Page extract =>
The lake effects are less pronounced in districts farther away from the water, of course, and there is a general distinction between the “lower” and “upper” bench, with the dividing line being Naramata Road, which cuts through the sub-appellation in a general north–south direction. Wilbert Borren—who, with his wife Joka, runs Four Shadows Vineyard and Winery on Upper Bench Road—is skeptical about the influence of the lake on his vines. “We all say we get the lake effect,” he says, “but you’ve got to wonder about it.”

“Upper” in Naramata Bench is relative; we are not talking altitudes of Andean proportions but rather a matter of a few hundred feet. Even so, the lower districts closer to the lake are somewhat cooler, and the vineyards are planted on soils that were once the bed of the broader lake. The higher vineyards are planted on rocky soils and tend to be a little warmer. But it’s important to remember that Okanagan Lake is 1,120ft (342m) above sea level, making the “elevated” vineyards at 1,800ft (550m) above sea level not so much higher than the lake itself.

That said, being on the east side of the lake, Naramata Bench as a whole benefits from exposure to the late afternoon sun. That’s especially true of the west-facing vineyards, but the topography is so broken that some vines face north and others face south. Shane Munn—winemaker at Martin’s Lane, a highly regarded winery outside Naramata Bench and part of the Mark Anthony Group—says the Naramata Ranch vineyard “is easily our most diverse site, in terms of a vast range of elevation, aspect and soils in particular.”

Naramata Bench is also sheltered by the granite mountains that lie on its eastern border. The region has 1,350 growing degree days (GDD)—more than the vineyards at higher elevations in Lake Country sub-appellation at the northern end of Okanagan Lake (1,245 GDD) but considerably fewer than Osoyoos sub-appellation in the south, which has 1,641 GDD.

The advantages of Naramata Bench’s location were clear in the 2023 harvest. In much of Okanagan Valley, there was vine damage from very cold temperatures during the preceding winter, and yields were generally down by a third to a half. But “Naramata Bench, with its proximity to the lake, elevation that allows air drainage, and soils, was largely spared,” says Colin Ross, who handled media relations for Tightrope Winery and the Naramata Bench Wineries Association. “For example, at Tightrope Winery our volumes are good—on par with an average year—and the quality of the fruit has been outstanding. This seems to be the same for most vineyards on the Bench.”

His point is echoed by Shane Munn at Martin’s Lane: “To my mind, one of the very positive things about our Naramata Ranch site, given the variable quality of recent vintages, is how consistent it is as a site, even in tough vintages. Two of the last three were severely affected by extreme cold in winter that severely affected yields, which were very low in the two seasons. But our Naramata Bench site, while admittedly seeing reduced yields, has not been as affected as other sites—something I attribute to the sheltered nature of the site.”

Given records =>
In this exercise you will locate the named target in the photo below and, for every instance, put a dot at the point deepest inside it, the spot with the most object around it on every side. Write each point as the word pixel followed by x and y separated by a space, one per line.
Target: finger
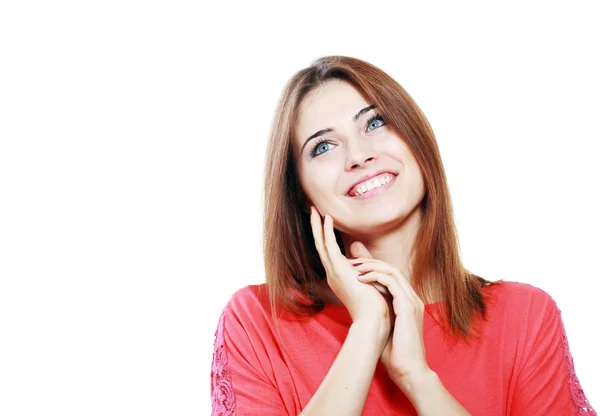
pixel 317 230
pixel 390 283
pixel 333 249
pixel 382 267
pixel 358 249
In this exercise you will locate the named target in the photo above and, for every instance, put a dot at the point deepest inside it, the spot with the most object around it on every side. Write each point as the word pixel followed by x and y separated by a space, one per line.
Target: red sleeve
pixel 546 381
pixel 239 386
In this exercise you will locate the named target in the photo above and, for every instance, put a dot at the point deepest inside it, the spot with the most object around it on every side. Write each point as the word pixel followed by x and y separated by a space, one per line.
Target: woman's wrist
pixel 376 330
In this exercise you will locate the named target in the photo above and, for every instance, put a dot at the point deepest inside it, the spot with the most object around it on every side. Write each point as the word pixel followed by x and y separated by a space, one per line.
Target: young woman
pixel 367 309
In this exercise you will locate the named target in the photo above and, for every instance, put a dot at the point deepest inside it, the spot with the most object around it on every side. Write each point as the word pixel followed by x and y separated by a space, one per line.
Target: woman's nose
pixel 358 154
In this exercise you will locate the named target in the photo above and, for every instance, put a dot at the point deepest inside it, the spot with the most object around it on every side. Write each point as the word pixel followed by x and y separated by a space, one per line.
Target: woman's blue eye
pixel 317 146
pixel 373 120
pixel 376 121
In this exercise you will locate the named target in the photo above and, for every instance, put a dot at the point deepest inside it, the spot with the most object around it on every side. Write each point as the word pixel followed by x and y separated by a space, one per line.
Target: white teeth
pixel 373 183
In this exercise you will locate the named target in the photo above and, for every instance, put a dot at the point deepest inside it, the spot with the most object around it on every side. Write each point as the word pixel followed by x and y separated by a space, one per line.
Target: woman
pixel 367 309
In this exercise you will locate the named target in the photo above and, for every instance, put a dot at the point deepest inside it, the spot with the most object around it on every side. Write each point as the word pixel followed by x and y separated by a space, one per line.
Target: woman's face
pixel 332 162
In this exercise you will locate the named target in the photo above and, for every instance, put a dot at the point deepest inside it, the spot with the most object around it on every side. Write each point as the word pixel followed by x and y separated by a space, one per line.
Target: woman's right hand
pixel 364 302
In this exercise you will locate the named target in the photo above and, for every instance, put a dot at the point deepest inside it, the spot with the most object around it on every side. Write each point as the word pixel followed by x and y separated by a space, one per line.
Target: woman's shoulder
pixel 518 293
pixel 248 300
pixel 519 303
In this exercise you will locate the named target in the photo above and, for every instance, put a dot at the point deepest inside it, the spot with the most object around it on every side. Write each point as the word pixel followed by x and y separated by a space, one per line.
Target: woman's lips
pixel 375 191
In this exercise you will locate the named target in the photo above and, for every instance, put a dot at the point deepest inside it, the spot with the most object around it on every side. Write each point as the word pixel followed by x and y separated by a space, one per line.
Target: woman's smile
pixel 373 187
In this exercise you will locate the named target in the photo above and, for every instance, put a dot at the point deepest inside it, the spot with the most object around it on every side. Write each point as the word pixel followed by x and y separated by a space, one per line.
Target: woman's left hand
pixel 404 353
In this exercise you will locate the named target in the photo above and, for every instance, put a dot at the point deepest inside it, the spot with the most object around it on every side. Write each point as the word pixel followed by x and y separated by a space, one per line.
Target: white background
pixel 133 138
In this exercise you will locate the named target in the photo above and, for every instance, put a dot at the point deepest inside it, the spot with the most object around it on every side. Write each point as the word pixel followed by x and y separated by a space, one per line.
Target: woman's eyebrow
pixel 327 130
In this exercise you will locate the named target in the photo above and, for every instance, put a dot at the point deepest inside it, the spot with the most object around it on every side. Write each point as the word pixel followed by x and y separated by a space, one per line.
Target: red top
pixel 521 366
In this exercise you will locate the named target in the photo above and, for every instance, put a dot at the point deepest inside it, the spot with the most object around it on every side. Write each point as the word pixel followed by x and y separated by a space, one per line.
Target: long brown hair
pixel 292 263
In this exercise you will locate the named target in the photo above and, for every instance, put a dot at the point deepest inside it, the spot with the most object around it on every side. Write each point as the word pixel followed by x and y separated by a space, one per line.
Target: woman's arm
pixel 344 389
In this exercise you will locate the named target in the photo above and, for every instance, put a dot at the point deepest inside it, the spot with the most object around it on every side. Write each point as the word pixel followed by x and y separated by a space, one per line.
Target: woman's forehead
pixel 330 105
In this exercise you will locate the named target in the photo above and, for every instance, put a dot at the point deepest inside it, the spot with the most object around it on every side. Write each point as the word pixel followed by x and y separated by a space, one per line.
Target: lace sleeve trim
pixel 578 399
pixel 223 399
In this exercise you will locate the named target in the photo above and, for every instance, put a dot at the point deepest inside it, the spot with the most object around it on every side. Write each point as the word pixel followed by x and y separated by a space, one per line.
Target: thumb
pixel 358 249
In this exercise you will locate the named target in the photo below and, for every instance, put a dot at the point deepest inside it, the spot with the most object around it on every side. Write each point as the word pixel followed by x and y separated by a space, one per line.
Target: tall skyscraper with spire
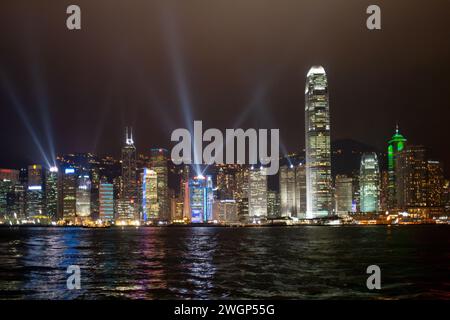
pixel 317 144
pixel 129 206
pixel 395 146
pixel 369 183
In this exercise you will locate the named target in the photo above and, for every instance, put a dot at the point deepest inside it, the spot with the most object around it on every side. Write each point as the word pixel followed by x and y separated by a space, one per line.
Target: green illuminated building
pixel 396 145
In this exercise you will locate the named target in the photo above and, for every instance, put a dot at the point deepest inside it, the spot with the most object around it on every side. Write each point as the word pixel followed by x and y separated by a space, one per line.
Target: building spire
pixel 129 136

Written request => Please return the stretch of the Naramata Bench passage from "Naramata Bench is also" through "has 1,641 GDD.", word for word. You won't need the listing.

Final result =>
Naramata Bench is also sheltered by the granite mountains that lie on its eastern border. The region has 1,350 growing degree days (GDD)—more than the vineyards at higher elevations in Lake Country sub-appellation at the northern end of Okanagan Lake (1,245 GDD) but considerably fewer than Osoyoos sub-appellation in the south, which has 1,641 GDD.